=== Direction ===
Print all the entries verbatim.
---- Exercise inputs
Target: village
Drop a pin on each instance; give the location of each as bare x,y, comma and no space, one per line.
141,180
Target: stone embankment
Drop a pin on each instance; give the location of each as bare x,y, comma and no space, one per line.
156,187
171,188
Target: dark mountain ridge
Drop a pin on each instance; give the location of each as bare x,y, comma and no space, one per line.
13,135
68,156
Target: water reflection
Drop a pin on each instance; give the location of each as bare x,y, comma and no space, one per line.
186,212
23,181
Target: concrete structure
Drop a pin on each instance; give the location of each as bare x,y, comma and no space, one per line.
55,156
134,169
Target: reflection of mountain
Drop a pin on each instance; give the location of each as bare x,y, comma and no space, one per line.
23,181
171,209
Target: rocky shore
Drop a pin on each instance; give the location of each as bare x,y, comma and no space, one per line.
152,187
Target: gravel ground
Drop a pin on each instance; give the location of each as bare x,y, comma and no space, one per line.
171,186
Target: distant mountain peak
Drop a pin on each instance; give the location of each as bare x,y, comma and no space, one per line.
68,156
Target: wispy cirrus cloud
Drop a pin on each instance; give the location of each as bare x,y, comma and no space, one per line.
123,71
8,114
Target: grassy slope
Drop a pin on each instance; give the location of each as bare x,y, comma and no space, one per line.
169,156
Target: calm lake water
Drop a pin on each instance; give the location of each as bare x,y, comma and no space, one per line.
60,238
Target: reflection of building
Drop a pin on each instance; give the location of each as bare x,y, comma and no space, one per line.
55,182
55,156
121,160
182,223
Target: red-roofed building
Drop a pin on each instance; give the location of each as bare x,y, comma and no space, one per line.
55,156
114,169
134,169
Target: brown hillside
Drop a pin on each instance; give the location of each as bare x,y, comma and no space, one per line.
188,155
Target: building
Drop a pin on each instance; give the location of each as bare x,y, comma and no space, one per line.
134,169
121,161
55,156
--------
=== Complete response ===
Target: village
Drop a pin on each instance; give the location of each as bare x,y, comma and no space, one per line.
141,180
Target: stone embankment
Drop a pin on each instance; give the location of each as bare x,y, comma and no space, one per line.
156,187
171,188
Target: dark mountain ridge
Drop a pin on each instance; give the location of each as bare x,y, comma and no space, one per line.
13,135
68,156
Target: water reflection
Drop a pin on each instance; give the location of each as bare x,y, comma and no space, one per line.
186,212
23,181
Target: concrete structure
Drop a pin on each instance; give the location of each as bare x,y, comma and no space, one per line.
55,156
134,169
Target: reflection of mountain
Drop a pin on each instance; give the location of each as bare x,y, comma and no space, one per line.
23,181
171,209
Target: rocky shore
Drop a pin on each instance; give the location of each as bare x,y, comma and no space, one per line.
152,187
Target: gravel ground
Drop a pin on each instance; give the location of each as bare x,y, comma and no space, one per line.
171,186
Target: distant mountain peak
Drop a pin on each instance; give the location of each as bare x,y, comma and no space, one per line.
68,156
Target: wispy cirrus cloud
Drop a pin on each instance; give the location of each as bare x,y, comma and no space, one per line.
123,71
8,114
Target: grassy slope
Drop a pin on each instance; give the location of each as bare x,y, comma and no space, one per line.
169,156
Target: calm lake water
Drop a pin on each instance; give the location of each as bare x,y, comma and no space, one per line.
60,238
Target: reflection of building
Drop a pin on each instance; give the location of each as bare x,y, comma and no space, one per line.
55,182
55,156
121,160
182,223
Target: red-roofed building
Drop a pin on each instance; give the location of each as bare x,y, comma and no space, one per line.
55,156
114,169
134,169
Target: brown hillside
Drop a pin on each instance; give the location of each as bare x,y, comma and no space, one per line.
188,155
Target: building
Drop a pin on each instance; give the location of each as bare x,y, comma and no space, one per line.
134,169
121,161
55,156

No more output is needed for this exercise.